Invagination is the process of a surface folding in on itself to form a cavity, pouch or tube. In developmental biology, invagination is a mechanism that takes place during gastrulation. This mechanism or cell movement happens mostly in the vegetal pole. Invagination consists of the folding of an area of the exterior sheet of cells towards the inside of the blastula. In each organism, the complexity will be different depending on the number of cells. Invagination can be referenced as one of the steps of the establishment of the body plan. The term, originally used in embryology, has been adopted in other disciplines as well. 
There is more than one type of movement for invagination. Two common types are axial and orthogonal. The difference between the production of the tube formed in the cytoskeleton and extracellular matrix. Axial can be formed at a single point along the axis of a surface. Orthogonal is linear and trough.

Biology
 Invagination is the morphogenetic processes by which an embryo takes form, and is the initial step of gastrulation, the massive reorganization of the embryo from a simple spherical ball of cells, the blastula, into a multi-layered organism, with differentiated germ layers: endoderm, mesoderm, and ectoderm.  More localized invaginations also occur later in embryonic development,
 The inner membrane of a mitochondrion invaginates to form cristae, thus providing a much greater surface area to accommodate the protein complexes and other participants that produce adenosine triphosphate (ATP). 
 Invagination occurs during endocytosis and exocytosis when a vesicle forms within the cell and the membrane closes around it.
 Invagination of a part of the intestine into another part is called intussusception.

Amphioxus

The invagination in Amphioxus is the first cell movement of gastrulation. This process was first described by Conklin. During gastrulation, the blastula will be transformed by the invagination. The endoderm will fold towards the inner part and that way the blastocoel will be gone transforming into a cup-shaped structure with a double wall. The inner wall will be called the archenteron; the primitive gut. The archenteron will open to the exterior through the blastopore. The outer wall will become the ectoderm. Later forming the epidermis and neural crest.

Tunicates
In tunicates, invagination is the first mechanism that takes place during gastrulation. The four largest endoderm cells induce the invagination process in the tunicates. Invagination consists of the internal movements of a sheet of cells (the endoderm) based on changes in their shape. The blastula of the tunicates is a little flattened in the vegetal pole making a change of shape from a columnar to a wedge shape. Once the endoderm cells were invaginated, the cells will keep moving beneath the ectoderm. Later, the blastopore will be formed and with this, the invagination process is complete. The blastopore will be surrounded by the mesoderm by all sides.

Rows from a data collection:
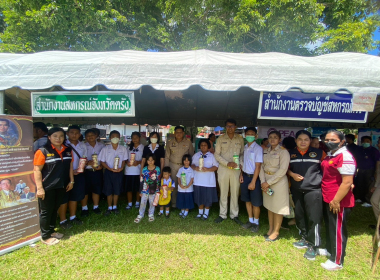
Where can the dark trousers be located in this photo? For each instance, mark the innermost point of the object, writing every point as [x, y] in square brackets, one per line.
[309, 214]
[49, 207]
[336, 232]
[363, 180]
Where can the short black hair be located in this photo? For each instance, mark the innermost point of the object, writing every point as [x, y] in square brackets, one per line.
[179, 127]
[89, 131]
[275, 132]
[337, 133]
[204, 141]
[5, 120]
[230, 121]
[167, 169]
[303, 132]
[9, 180]
[188, 157]
[73, 127]
[41, 126]
[97, 130]
[350, 136]
[289, 143]
[366, 137]
[158, 136]
[251, 128]
[114, 132]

Problem description:
Reproduce the passage on invagination word for word, from "There is more" to "linear and trough.". These rows come from a separate source.

Completed task:
There is more than one type of movement for invagination. Two common types are axial and orthogonal. The difference between the production of the tube formed in the cytoskeleton and extracellular matrix. Axial can be formed at a single point along the axis of a surface. Orthogonal is linear and trough.